Provided text:
A DOZEN men brave the scorching heat from a hot summer afternoon as they carry sacks of ore on their backs from a disused mine in Esigodini to an open area where a heap of bags is fast piling up.
The men — artisanal miners — are moving the ore from a mine shaft they say is between 100 to 120 metres deep, to an open field from where it will be transported to a stamp mill.
The disused mine belonged to a German mining firm that stopped operations years ago after it became unsustainable as a result of high operational costs but the mine still has gold deposits hence the artisanal miners are working there.
More than 40 omakorokoza (artisanal miners) work long hours, day and night at the disused mine searching for the precious yellow metal.
It’s a laborious job that pays handsomely for the lucky ones who strike gold but the search for the precious mineral comes with health complications for artisanal miners.

Required work:
[A] Translate this sentence from the article on artisanal gold miners in Esigodini into Spanish: "More than 40 omakorokoza (artisanal miners) work long hours, day and night at the disused mine searching for the precious yellow metal."
[B] The article on artisanal gold miners in Esigodini gives several numerical quantities. List each one together with what it counts or measures.
[C] Write a continuation of the article on artisanal gold miners in Esigodini, picking up after its final sentence.
None of the material is needed to complete the tasks.

Data extracts:

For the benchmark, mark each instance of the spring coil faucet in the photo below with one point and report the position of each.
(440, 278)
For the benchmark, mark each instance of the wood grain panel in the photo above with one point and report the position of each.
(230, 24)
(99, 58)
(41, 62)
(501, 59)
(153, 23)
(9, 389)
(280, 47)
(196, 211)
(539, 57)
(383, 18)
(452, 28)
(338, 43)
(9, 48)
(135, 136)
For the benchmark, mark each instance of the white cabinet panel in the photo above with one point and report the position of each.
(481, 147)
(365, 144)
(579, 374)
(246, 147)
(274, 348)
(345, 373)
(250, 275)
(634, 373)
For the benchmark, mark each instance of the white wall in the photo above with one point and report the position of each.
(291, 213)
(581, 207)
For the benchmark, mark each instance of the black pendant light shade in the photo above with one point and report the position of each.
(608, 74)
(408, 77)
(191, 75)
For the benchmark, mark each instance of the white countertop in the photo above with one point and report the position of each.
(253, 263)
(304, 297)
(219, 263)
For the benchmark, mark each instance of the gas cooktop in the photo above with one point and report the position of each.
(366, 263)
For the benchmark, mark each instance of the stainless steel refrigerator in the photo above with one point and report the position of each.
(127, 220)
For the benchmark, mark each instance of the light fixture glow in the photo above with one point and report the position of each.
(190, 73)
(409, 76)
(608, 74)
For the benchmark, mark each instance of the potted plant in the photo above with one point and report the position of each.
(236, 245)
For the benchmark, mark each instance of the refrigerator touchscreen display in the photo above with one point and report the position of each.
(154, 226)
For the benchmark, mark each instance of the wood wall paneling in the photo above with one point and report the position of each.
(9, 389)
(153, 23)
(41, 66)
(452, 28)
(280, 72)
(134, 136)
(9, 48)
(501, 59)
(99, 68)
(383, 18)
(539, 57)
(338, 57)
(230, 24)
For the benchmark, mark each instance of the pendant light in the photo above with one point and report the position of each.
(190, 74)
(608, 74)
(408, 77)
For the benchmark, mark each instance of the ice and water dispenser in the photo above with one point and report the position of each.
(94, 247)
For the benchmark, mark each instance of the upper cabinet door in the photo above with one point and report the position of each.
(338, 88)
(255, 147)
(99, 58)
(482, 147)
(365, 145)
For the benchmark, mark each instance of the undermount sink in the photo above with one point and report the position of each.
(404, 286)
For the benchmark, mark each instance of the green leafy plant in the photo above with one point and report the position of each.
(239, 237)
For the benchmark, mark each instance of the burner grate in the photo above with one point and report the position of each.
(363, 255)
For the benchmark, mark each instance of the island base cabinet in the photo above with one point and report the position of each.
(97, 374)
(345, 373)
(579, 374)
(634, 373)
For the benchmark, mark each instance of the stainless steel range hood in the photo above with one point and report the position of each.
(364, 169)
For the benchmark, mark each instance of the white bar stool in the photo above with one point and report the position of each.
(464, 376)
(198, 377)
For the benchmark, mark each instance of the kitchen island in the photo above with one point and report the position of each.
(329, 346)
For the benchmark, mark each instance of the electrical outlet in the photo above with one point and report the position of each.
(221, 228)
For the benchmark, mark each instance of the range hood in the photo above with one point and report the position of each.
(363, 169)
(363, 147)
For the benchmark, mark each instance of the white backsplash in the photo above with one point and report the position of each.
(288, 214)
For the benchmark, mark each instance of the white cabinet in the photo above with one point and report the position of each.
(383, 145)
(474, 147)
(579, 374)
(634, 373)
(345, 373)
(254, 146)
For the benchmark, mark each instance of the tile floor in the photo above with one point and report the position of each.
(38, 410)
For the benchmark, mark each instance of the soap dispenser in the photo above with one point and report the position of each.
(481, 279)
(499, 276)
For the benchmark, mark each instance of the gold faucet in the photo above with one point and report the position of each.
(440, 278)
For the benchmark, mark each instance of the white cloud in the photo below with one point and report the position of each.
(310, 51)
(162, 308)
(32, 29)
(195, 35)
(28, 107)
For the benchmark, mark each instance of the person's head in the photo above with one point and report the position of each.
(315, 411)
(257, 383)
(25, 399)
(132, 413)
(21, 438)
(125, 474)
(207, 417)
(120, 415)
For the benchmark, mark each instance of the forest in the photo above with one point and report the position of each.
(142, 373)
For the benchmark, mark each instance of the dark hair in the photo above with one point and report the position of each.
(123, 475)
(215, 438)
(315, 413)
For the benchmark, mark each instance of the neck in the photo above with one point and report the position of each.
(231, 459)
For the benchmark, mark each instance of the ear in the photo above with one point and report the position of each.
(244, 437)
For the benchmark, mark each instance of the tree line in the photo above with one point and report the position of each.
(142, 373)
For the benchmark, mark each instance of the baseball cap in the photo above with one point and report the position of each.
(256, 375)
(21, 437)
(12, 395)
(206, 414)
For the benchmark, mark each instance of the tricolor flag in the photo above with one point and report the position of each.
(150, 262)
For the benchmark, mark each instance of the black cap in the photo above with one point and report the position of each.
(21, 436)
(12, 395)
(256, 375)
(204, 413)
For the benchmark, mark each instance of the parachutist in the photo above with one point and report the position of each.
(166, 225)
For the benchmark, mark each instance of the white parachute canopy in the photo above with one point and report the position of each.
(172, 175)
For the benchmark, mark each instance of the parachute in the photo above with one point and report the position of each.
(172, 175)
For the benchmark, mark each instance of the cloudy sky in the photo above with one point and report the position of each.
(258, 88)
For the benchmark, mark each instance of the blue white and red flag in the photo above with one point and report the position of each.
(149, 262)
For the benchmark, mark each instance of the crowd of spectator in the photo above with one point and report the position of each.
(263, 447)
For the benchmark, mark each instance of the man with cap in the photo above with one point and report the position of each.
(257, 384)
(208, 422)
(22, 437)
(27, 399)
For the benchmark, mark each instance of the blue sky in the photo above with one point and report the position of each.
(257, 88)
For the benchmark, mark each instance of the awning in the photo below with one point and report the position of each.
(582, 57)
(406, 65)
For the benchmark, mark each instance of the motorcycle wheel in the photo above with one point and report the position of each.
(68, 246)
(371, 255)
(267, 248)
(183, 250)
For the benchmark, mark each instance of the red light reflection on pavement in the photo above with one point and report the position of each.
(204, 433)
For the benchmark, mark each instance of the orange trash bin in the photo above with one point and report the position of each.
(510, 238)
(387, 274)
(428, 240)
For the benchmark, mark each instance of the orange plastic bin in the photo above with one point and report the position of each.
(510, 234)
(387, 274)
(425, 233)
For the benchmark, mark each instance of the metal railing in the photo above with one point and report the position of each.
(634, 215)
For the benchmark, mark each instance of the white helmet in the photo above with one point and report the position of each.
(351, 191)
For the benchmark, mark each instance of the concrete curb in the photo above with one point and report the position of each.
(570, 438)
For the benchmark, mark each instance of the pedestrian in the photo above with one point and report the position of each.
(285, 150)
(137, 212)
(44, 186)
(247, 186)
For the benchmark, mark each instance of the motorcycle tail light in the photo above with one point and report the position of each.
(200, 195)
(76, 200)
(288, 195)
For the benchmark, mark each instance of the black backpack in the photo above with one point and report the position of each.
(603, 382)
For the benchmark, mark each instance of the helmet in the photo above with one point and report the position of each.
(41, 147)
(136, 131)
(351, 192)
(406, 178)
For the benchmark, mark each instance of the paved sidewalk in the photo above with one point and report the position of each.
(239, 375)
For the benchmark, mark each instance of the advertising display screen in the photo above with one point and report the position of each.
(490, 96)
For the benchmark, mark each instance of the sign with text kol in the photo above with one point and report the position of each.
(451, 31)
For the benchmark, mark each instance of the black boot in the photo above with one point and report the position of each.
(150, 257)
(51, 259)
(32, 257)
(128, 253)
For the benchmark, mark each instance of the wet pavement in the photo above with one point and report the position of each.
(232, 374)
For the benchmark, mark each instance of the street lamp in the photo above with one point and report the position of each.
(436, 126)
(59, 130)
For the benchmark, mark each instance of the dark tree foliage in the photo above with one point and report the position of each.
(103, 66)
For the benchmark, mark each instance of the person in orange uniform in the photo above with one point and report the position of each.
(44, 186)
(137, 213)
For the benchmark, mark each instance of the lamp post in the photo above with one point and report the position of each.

Set of answers:
[A] Más de 40 omakorokoza (mineros artesanales) trabajan largas horas, día y noche, en la mina abandonada en busca del preciado metal amarillo.

[B]
- A dozen: the men carrying sacks of ore from the disused mine
- 100 to 120 metres: the depth the miners give for the mine shaft
- More than 40: the omakorokoza (artisanal miners) working at the disused mine

[C]
The continuous pounding of the stamp mill as it crushes the ore to separate the gold, feels the air as each group of artisanal miners readies to get to the final stages of the long process of gold extraction.
One artisanal miner Sibusiso Mlambo shows the Chronicle news crew the damage to his hands caused by handling mercury in the final stage of refining the gold.
His fingertips on both hands have retained a yellowish colour that almost obscures his fingerprints and Mlambo says this was brought about when he started handling mercury to purify gold.
In artisanal mining, mercury is mixed with gold-containing materials, forming a mercury-gold mixture, which is then heated to obtain the gold. As the mercury-gold mixture is heated, the air fills with fumes as the liquid metal evaporates — leaving behind a lump of gold.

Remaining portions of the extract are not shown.